>> Start READING PASSAGE

Teenage Mutant Ninja Turtles: Mutant Mayhem

Movie Review

Teenage Mutant Ninja Turtles: Mutant Mayhem

Reviewed by:
Luke Bonanno on August 2, 2023

Theatrical Release:
August 2, 2023

"Mutant Mayhem" wants "Super Mario's" returns and "Spider-Verse's" respect, but it deserves neither. Jump to review ↓

Running Time100 min

RatingPG

Running Time 100 min

RatingPG

Jeff Rowe

Seth Rogen, Evan Goldberg, Jeff Rowe (story & screenplay); Dan Hernandez, Benji Samit (screenplay); Brendan O'Brien (story); Peter Laird, Kevin Eastman (characters)

Micah Abbey (Donatello), Shamon Brown Jr. (Michelangelo), Nicolas Cantu (Leonardo), Brady Noon (Raphael), Hannibal Buress (Genghis Frog), Rose Byrne (Leatherhead), John Cena (Rocksteady), Seth Rogen (Bebop), Jackie Chan (Splinter), Ice Cube (Superfly), Natasia Demetriou (Wingnut), Ayo Edebiri (April O'Neil), Giancarlo Esposito (Baxter Stockman), Post Malone (Ray Fillet), Paul Rudd (Mondo Gecko), Maya Rudolph (Cynthia Utrom)

>> End READING PASSAGE
>> Start RECORDS SHOWN

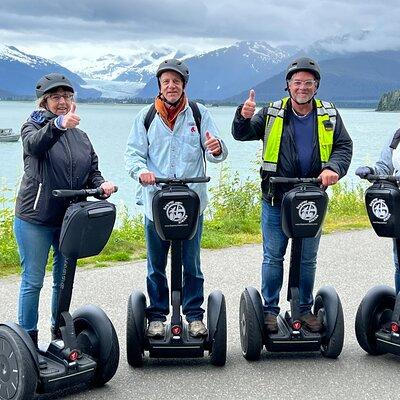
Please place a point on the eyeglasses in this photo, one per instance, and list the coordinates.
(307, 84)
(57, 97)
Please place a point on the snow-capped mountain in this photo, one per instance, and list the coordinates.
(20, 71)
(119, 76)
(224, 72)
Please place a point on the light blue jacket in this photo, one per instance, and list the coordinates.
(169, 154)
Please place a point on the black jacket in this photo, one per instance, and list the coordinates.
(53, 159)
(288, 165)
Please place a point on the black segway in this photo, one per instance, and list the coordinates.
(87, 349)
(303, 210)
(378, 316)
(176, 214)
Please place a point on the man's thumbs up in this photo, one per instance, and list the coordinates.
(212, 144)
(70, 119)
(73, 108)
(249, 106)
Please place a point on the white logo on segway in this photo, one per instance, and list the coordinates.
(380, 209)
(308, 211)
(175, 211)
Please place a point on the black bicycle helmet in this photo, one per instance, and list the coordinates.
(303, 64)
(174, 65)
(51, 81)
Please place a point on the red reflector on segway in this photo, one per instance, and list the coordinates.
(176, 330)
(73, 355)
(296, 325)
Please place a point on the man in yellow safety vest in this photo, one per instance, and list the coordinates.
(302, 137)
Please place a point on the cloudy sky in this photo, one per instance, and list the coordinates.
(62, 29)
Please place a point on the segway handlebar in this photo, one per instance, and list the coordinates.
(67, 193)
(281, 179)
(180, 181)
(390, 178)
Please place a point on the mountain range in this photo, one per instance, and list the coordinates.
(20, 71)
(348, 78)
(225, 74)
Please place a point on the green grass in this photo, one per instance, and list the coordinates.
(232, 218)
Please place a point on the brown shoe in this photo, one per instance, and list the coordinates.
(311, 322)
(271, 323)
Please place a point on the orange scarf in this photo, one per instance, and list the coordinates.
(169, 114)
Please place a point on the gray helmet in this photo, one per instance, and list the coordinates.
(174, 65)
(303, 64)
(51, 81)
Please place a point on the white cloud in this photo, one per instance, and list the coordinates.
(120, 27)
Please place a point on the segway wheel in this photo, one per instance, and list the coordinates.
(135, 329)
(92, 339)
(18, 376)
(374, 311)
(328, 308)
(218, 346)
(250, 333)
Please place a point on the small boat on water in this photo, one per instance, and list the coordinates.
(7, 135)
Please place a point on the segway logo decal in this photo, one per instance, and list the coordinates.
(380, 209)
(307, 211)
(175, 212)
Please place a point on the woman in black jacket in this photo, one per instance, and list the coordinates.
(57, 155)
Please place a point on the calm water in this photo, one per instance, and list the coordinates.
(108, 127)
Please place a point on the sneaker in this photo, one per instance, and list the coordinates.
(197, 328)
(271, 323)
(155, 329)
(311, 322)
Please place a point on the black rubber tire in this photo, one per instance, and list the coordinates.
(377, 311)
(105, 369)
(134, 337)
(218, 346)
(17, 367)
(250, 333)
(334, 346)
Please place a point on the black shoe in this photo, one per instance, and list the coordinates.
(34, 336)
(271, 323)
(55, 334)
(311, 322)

>> End RECORDS SHOWN
>> Start RECORDS SHOWN

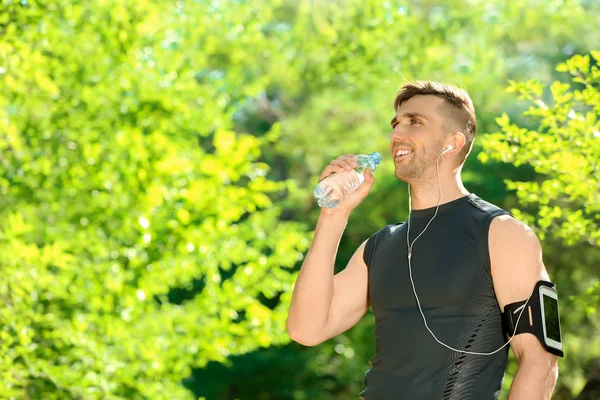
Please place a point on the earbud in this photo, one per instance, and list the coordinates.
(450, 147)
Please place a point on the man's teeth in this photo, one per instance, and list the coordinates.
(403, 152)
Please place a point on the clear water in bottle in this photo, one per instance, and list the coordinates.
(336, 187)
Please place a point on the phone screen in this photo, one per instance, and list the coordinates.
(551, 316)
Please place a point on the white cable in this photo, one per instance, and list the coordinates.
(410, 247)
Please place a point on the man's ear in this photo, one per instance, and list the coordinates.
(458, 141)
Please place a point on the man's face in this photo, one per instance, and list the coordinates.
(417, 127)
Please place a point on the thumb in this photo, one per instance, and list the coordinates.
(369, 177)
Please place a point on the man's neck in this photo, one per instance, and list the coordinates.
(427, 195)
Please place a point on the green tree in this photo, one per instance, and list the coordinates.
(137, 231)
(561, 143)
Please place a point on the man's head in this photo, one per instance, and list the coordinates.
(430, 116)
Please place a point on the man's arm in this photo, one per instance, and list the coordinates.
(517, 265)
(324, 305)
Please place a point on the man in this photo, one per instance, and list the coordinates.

>> End RECORDS SHOWN

» **SET TASKS**:
1. In the movie review, which actor is listed for the role of Splinter?
2. Return the passage of the movie review starting with "Seth Rogen, Evan" and going on through "Rudolph (Cynthia Utrom)".

» **TASK-BY-TASK ANSWERS**:
1. Jackie Chan

2.
Seth Rogen, Evan Goldberg, Jeff Rowe (story & screenplay); Dan Hernandez, Benji Samit (screenplay); Brendan O'Brien (story); Peter Laird, Kevin Eastman (characters)

Micah Abbey (Donatello), Shamon Brown Jr. (Michelangelo), Nicolas Cantu (Leonardo), Brady Noon (Raphael), Hannibal Buress (Genghis Frog), Rose Byrne (Leatherhead), John Cena (Rocksteady), Seth Rogen (Bebop), Jackie Chan (Splinter), Ice Cube (Superfly), Natasia Demetriou (Wingnut), Ayo Edebiri (April O'Neil), Giancarlo Esposito (Baxter Stockman), Post Malone (Ray Fillet), Paul Rudd (Mondo Gecko), Maya Rudolph (Cynthia Utrom)